Data records:
╭──
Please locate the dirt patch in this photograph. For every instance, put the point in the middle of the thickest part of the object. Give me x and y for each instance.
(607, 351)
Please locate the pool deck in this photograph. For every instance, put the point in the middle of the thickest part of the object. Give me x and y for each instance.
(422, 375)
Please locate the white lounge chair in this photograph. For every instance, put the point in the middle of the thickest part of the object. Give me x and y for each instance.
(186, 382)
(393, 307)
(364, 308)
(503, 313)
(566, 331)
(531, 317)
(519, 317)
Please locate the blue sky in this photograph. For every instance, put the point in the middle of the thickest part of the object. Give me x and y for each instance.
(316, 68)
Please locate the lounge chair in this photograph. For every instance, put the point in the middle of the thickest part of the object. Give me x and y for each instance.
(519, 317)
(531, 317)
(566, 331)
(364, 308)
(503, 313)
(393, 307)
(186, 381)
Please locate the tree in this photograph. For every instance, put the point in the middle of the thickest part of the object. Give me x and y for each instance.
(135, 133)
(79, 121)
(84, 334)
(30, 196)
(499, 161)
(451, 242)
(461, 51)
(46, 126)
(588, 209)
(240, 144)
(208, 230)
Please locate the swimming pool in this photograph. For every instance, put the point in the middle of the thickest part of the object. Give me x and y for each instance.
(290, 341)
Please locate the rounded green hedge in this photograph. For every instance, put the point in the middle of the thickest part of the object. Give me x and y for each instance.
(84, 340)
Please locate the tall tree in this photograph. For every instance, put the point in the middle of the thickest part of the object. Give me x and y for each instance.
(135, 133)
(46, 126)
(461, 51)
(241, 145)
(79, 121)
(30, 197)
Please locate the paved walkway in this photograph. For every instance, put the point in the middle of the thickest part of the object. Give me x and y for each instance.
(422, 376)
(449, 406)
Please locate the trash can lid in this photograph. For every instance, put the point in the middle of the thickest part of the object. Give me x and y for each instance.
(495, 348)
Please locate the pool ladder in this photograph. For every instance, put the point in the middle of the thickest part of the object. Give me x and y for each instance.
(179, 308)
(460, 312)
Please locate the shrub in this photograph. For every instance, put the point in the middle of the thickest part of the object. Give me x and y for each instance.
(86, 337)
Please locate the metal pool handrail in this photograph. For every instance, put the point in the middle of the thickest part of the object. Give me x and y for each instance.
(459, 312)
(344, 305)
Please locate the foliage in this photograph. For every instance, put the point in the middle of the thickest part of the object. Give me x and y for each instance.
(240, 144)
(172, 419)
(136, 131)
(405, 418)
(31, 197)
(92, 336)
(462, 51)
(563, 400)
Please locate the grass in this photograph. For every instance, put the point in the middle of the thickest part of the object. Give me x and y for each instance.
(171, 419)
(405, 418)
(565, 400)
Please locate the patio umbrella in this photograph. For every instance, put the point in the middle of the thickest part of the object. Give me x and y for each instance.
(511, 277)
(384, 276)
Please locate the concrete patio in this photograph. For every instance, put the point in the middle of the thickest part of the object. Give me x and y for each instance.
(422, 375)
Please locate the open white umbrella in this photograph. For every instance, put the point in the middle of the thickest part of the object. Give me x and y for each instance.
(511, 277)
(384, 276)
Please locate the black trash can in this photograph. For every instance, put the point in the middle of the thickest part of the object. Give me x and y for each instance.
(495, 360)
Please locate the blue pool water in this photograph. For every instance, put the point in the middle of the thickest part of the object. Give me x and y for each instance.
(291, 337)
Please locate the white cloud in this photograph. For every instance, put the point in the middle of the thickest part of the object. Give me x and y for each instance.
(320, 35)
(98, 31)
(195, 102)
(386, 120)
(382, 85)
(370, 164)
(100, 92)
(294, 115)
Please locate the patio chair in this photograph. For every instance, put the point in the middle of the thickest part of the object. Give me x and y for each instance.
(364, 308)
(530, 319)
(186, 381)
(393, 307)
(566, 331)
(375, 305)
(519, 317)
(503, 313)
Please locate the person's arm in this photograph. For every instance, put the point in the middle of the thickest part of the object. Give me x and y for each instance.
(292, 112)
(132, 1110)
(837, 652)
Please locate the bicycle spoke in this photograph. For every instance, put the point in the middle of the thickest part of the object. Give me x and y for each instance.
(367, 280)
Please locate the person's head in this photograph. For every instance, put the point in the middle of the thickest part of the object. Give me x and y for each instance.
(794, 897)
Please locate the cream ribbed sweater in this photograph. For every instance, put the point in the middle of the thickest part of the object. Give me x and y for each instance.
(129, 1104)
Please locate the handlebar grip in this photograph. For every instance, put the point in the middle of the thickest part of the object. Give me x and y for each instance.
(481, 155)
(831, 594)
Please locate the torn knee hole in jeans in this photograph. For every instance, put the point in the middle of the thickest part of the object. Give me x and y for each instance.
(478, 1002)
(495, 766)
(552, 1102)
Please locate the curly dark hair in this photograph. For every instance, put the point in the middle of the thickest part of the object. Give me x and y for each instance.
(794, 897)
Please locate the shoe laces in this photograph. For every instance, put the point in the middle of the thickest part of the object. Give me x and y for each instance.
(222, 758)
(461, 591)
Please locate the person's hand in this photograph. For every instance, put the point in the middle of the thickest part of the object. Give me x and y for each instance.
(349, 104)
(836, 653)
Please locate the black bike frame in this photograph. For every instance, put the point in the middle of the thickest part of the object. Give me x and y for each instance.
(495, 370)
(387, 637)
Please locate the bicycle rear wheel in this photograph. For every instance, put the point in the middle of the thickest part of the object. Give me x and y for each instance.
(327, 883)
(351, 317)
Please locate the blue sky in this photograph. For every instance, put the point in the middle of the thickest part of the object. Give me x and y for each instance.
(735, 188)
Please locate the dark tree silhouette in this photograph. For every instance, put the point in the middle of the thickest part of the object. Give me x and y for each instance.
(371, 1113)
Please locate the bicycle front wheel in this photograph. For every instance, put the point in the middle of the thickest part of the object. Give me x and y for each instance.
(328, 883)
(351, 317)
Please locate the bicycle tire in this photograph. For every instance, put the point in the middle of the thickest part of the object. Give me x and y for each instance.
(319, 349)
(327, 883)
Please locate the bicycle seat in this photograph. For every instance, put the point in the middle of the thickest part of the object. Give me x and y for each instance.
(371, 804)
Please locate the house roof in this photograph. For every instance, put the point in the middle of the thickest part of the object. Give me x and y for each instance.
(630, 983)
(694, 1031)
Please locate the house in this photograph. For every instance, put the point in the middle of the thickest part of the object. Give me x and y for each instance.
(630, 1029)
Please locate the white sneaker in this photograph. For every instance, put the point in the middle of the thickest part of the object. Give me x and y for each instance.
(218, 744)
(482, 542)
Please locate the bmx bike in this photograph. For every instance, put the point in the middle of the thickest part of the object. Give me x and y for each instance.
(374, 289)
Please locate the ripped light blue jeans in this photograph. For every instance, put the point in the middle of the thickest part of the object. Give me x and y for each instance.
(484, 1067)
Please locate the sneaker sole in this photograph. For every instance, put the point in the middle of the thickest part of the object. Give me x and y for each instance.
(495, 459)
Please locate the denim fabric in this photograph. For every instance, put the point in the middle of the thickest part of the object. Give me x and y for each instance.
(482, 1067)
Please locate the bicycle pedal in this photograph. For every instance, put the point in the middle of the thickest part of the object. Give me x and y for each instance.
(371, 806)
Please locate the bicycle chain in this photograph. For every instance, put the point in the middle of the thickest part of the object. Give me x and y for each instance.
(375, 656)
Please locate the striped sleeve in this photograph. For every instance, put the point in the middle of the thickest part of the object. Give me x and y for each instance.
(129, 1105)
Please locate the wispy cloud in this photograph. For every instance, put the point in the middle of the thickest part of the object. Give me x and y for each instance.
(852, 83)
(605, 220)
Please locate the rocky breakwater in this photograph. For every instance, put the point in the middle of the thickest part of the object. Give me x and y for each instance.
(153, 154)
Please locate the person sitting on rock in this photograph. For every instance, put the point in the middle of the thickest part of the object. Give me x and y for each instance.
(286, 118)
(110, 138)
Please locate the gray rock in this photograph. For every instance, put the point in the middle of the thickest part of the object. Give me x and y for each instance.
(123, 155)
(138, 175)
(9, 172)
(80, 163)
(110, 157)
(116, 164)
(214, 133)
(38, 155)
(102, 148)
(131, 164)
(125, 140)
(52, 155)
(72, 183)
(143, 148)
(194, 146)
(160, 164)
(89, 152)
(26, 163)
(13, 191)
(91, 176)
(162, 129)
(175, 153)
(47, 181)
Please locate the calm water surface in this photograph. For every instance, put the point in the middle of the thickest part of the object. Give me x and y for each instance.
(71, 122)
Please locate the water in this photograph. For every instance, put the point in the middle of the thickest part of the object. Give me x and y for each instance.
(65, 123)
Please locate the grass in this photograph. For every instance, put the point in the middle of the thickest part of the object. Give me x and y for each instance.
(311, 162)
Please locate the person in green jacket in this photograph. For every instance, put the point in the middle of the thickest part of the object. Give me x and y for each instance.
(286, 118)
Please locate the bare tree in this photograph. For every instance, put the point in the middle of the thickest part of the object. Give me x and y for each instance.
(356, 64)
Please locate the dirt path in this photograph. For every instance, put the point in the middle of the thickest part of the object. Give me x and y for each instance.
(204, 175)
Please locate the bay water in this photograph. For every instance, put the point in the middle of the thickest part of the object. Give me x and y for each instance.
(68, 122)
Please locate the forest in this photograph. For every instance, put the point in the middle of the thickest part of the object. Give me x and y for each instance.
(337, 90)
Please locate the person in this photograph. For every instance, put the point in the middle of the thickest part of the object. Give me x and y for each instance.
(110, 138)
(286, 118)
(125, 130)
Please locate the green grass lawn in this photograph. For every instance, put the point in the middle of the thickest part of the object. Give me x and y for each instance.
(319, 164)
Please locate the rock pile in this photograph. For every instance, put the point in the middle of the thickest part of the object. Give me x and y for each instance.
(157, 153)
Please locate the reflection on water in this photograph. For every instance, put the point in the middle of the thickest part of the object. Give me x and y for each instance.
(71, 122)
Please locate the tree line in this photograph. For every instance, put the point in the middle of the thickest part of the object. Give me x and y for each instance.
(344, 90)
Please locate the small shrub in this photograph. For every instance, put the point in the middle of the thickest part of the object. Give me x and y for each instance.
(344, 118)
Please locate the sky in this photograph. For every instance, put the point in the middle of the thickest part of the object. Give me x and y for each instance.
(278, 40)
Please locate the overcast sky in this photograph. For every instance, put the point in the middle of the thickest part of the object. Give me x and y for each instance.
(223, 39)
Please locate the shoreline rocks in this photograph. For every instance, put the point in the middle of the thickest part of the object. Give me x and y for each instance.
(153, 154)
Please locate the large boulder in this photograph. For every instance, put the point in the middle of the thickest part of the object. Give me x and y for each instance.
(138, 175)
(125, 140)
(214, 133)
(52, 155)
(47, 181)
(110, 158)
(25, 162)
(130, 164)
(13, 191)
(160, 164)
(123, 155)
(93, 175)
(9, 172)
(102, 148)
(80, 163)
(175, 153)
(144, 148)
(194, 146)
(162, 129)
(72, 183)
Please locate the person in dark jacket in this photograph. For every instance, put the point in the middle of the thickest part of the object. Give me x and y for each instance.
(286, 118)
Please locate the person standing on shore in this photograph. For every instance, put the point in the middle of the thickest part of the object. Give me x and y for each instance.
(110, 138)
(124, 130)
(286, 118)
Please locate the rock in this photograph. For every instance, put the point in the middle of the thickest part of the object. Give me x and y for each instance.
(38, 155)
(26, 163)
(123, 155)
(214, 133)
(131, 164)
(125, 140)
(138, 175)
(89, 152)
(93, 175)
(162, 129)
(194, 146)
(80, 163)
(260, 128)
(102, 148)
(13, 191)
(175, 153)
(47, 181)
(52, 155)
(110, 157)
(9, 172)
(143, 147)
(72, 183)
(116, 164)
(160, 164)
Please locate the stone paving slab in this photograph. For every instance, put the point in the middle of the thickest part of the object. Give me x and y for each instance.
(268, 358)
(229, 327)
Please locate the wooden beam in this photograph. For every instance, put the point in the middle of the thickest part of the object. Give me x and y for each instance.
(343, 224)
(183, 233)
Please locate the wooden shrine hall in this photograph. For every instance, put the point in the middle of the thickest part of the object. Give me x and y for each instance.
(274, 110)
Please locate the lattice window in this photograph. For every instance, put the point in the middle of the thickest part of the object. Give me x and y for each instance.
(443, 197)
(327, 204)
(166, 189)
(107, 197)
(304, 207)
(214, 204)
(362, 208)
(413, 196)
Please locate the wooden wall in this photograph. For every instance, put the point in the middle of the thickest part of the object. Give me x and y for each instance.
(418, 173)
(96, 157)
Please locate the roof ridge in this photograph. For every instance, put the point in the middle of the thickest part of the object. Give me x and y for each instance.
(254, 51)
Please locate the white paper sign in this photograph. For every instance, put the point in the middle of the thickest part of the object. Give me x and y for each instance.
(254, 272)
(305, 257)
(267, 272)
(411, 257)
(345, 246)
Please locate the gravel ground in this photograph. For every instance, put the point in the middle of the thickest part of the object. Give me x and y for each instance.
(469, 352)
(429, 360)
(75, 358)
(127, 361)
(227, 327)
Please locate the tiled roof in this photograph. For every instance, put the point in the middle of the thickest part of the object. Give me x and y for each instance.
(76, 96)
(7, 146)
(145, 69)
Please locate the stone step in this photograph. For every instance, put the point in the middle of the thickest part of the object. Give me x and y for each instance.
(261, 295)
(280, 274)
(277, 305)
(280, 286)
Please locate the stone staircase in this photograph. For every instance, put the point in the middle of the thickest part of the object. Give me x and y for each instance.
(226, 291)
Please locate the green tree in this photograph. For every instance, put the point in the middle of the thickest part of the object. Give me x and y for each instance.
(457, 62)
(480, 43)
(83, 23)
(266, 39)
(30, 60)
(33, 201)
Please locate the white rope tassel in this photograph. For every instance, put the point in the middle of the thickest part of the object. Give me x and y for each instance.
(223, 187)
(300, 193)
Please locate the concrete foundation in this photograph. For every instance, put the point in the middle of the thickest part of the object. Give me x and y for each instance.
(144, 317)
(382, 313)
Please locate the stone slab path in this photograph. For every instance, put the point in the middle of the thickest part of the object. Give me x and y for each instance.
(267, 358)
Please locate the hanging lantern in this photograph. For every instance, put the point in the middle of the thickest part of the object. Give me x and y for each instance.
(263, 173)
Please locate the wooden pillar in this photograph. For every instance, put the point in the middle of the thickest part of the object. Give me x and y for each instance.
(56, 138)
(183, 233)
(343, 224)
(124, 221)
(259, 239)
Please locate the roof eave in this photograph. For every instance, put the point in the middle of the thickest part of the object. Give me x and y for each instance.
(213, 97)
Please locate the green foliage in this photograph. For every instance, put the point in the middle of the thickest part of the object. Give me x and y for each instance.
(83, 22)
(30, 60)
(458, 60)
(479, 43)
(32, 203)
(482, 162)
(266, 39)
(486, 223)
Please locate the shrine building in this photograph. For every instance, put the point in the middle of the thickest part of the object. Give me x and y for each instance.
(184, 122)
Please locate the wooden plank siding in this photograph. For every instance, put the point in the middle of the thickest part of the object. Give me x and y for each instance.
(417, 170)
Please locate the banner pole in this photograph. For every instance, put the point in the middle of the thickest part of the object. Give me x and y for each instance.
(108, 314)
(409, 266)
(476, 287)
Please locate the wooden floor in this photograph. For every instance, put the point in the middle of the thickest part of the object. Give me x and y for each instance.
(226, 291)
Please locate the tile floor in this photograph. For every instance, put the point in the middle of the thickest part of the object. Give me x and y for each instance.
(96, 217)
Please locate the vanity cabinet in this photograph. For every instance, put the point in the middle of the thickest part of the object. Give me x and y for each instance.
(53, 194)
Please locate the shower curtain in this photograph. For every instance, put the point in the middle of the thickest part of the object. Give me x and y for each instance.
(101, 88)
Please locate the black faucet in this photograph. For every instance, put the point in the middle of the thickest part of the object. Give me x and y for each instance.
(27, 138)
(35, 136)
╰──
Do this: Reproduce the final stretch of the data above: every line from the one holding "Please locate the wooden pillar" through the end, inclusive, exactly as written and nothing else.

Exercise result:
Please locate the wooden pillar in this photograph. For every instance, put the point in the middle of the thickest part of the object. Give me x and y for each instance.
(56, 138)
(183, 233)
(343, 224)
(124, 221)
(259, 239)
Please locate the roof eave in this photograph. For every instance, put the point in the middle of the thickest part of the object. Give me x and y for each instance.
(213, 97)
Please locate the green foliage in this photograph. For every instance, put the point in the middle of the thickest part of the object. Give me x and y for each instance.
(83, 22)
(30, 60)
(458, 60)
(479, 43)
(32, 203)
(482, 162)
(266, 39)
(486, 223)
Please locate the shrine building in this photograph. For every instance, put the point in the middle of the thickest part of the object. Give me x and y for each instance.
(184, 122)
Please locate the wooden plank siding in this photograph. For every instance, put the point in the middle of the thickest part of the object. Give me x and y for each instance.
(417, 170)
Please locate the banner pole in this photograph. For every instance, put the point in the middle of the thickest part of the object. Give me x and y for each instance.
(108, 314)
(409, 266)
(476, 287)
Please locate the wooden floor in this photograph. For every instance, put the point in the middle of the thickest part of the object. Give me x and y for each instance.
(226, 291)
Please locate the tile floor in this photograph. For every instance, put the point in the middle of the thickest part of the object. Give me x and y for each instance.
(96, 217)
Please locate the vanity cabinet in this photograph. For every instance, put the point in the middle of the thickest part of the object. Give me x and y for each instance.
(53, 194)
Please locate the shower curtain in this photograph. For every instance, put the point in the middle of the thickest part of the object. Give me x and y for each instance.
(101, 88)
Please locate the black faucet in this photograph. For every instance, put the point in the middle of the thickest part of the object. Give me x and y for each instance.
(27, 138)
(35, 136)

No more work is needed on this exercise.